§ Problem description: Return each line of the records with nothing changed, pictures excepted.

[Raw records]
┌────────

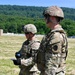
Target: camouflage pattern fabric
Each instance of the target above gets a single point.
(28, 51)
(52, 53)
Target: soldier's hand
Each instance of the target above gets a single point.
(17, 62)
(17, 55)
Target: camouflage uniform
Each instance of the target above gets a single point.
(28, 52)
(53, 50)
(27, 55)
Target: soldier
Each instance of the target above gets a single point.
(53, 48)
(28, 52)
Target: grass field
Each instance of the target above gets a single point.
(10, 44)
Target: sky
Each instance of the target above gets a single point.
(43, 3)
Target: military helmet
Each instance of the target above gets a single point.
(54, 11)
(30, 28)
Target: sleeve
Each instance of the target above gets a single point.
(27, 62)
(55, 43)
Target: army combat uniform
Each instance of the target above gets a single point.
(28, 54)
(53, 52)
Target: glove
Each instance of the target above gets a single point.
(17, 62)
(17, 55)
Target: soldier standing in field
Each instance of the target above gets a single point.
(53, 49)
(28, 52)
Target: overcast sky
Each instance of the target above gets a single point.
(44, 3)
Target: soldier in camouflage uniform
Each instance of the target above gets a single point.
(53, 48)
(28, 52)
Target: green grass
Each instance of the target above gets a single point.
(10, 44)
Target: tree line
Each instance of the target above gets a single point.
(13, 18)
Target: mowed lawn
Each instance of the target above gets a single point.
(11, 44)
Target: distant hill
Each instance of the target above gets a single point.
(32, 11)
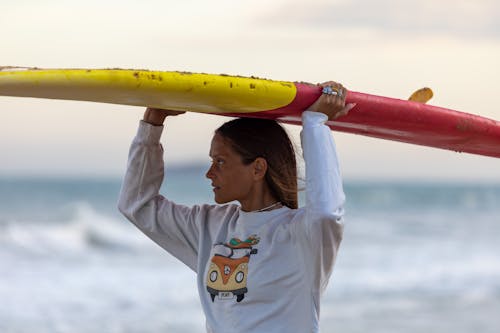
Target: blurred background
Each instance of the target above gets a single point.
(421, 245)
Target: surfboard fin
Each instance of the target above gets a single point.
(422, 95)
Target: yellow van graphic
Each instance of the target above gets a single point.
(227, 274)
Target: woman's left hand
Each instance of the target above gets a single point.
(332, 103)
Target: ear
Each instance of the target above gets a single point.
(260, 168)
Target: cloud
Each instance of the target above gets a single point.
(459, 18)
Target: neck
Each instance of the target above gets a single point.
(264, 200)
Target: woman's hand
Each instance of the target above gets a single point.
(157, 116)
(332, 101)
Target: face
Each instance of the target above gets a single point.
(231, 179)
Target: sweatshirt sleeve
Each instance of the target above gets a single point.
(325, 197)
(171, 226)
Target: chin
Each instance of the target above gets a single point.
(221, 201)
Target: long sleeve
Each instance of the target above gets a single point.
(324, 196)
(171, 226)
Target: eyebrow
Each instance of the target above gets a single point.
(216, 155)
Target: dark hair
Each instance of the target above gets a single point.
(252, 138)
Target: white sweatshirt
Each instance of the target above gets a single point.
(258, 271)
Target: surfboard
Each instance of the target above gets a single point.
(409, 121)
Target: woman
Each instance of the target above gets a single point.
(261, 265)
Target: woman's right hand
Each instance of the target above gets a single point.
(156, 117)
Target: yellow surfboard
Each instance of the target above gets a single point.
(410, 121)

└────────

§ Answer to this problem:
Target: camouflage pattern fabric
Each instance of the target above gets a single point.
(28, 51)
(52, 53)
Target: soldier's hand
Each instance of the target above gets a single point.
(17, 62)
(17, 55)
Target: camouflage uniform
Each instance of the target above gets a single point.
(28, 52)
(53, 50)
(27, 55)
Target: soldier
Each instance of the target above gets a single point.
(53, 48)
(28, 52)
Target: grass field
Each instance of the target above gets a single point.
(10, 44)
Target: sky
Each instance of the target above gets a single point.
(43, 3)
Target: military helmet
Each instance of the target above gets a single point.
(54, 11)
(30, 28)
Target: sleeve
Each instance of the target above gets a single point.
(27, 62)
(55, 43)
Target: army combat uniform
Each instance of the target above gets a single point.
(28, 54)
(53, 52)
Target: glove
Each instance of the target above gets a single point.
(17, 62)
(17, 55)
Target: soldier standing in field
Each instance of the target above gets a single point.
(53, 49)
(28, 52)
Target: overcast sky
Each instance of the target above gets a single point.
(44, 3)
Target: soldier in camouflage uniform
Each instance of the target above gets a single point.
(53, 48)
(28, 52)
Target: green grass
Each instance of the target above gets a single point.
(10, 44)
Target: tree line
Each instance of the target above gets a single point.
(13, 18)
Target: mowed lawn
Each instance of the target above gets a single point.
(11, 44)
Target: distant hill
Each instance of the target above gets a single point.
(32, 11)
Target: blurred background
Each instance of the target above gets a single point.
(421, 245)
Target: surfboard fin
Each instance of the target above gets a single point.
(422, 95)
Target: yellow van graphic
Each instance of the target above gets a single point.
(227, 274)
Target: woman's left hand
Each instance of the target above gets a single point.
(332, 103)
Target: ear
Each instance of the target above gets a single point.
(260, 168)
Target: cloud
Each instance of the target above gets a single point.
(459, 18)
Target: neck
Each instance of the target above gets a single point.
(264, 200)
Target: woman's hand
Each instance of the target above gets a single point.
(157, 116)
(332, 101)
Target: face
Each instance of the target above gets a single point.
(231, 179)
Target: sweatshirt sleeve
Each instance of the target above gets a single point.
(325, 197)
(171, 226)
Target: chin
Each instance of the target above gets a single point.
(221, 201)
Target: long sleeve
Each instance of the target above gets a single point.
(324, 196)
(171, 226)
Target: eyebrow
Each instance of the target above gets a single point.
(216, 155)
Target: dark hair
Each instance of the target above gets a single point.
(252, 138)
Target: white sweatshirt
Each instance of the target above gets a single point.
(258, 271)
Target: surfboard
Each instance of the target above gets a single point.
(409, 121)
Target: woman
Each instance of the target above gets a single point.
(261, 265)
Target: woman's right hand
Each instance of the target above gets a single point.
(156, 117)
Target: yellow surfboard
Each instance of the target above gets a single point.
(410, 121)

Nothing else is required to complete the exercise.